Saved entries:
^^^^^^^^^^^^^^^^
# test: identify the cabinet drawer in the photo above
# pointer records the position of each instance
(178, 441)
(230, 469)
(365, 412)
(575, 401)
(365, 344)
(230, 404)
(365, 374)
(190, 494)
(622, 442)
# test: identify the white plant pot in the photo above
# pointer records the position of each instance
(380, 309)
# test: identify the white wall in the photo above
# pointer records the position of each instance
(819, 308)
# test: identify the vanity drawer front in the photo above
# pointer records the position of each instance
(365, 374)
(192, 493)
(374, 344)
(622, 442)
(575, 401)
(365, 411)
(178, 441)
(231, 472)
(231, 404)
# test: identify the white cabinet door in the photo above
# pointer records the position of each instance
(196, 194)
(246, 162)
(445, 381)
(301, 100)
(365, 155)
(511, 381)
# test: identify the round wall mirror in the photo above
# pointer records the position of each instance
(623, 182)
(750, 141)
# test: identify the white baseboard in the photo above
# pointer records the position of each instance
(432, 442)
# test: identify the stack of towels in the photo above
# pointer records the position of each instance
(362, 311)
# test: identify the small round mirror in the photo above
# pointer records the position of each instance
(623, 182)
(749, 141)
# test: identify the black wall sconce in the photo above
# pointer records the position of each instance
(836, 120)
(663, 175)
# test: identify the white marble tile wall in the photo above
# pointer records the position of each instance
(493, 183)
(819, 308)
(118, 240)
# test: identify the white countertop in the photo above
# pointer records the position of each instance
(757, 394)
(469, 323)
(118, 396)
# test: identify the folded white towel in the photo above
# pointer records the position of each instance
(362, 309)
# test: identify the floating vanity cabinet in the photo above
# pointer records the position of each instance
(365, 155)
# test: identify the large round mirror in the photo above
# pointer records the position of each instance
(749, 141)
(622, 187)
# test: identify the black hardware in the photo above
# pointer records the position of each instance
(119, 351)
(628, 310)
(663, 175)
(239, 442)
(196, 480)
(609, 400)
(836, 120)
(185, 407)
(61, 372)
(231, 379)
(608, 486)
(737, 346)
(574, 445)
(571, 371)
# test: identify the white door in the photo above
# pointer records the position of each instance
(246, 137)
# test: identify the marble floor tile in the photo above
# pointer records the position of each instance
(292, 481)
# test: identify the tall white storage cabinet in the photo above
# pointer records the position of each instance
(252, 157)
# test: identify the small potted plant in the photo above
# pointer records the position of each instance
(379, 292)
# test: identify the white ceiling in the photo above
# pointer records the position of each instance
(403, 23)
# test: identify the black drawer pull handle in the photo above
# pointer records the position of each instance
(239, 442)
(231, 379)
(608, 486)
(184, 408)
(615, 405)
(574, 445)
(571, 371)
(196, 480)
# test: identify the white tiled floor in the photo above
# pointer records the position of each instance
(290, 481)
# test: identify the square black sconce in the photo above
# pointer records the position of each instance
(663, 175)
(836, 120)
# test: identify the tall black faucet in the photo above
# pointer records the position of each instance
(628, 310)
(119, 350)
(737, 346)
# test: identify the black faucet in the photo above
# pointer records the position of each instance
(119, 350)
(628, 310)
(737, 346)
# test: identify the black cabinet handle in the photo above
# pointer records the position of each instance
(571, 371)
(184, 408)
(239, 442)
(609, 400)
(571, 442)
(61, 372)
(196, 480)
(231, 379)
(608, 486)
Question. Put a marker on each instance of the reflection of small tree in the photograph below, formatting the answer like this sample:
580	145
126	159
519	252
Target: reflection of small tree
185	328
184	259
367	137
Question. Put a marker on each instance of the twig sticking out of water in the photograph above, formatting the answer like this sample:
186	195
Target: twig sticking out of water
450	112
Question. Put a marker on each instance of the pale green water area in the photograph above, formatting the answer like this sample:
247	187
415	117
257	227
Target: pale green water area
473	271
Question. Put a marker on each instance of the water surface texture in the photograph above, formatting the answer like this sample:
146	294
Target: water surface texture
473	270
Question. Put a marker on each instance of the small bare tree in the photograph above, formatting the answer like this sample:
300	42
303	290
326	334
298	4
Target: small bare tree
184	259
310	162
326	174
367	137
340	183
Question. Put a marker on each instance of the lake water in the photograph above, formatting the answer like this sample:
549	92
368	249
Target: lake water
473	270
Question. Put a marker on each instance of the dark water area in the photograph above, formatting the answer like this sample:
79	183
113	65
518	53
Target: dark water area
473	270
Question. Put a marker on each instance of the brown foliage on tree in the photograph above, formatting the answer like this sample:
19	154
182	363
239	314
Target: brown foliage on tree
^^^^^^^^^^^^^^^^
Would you output, unchanged, each line from the start of the records to the line that holds "# test: identify the white wall", both included and nothing else?

**Your solution**
# test: identify the cabinet drawer in the photo above
# pointer records the position of each instance
(178, 441)
(230, 469)
(365, 412)
(575, 401)
(365, 344)
(230, 404)
(365, 374)
(190, 494)
(622, 442)
# test: identify the white plant pot in the photo above
# pointer records the position of each instance
(380, 309)
# test: identify the white wall in the photo above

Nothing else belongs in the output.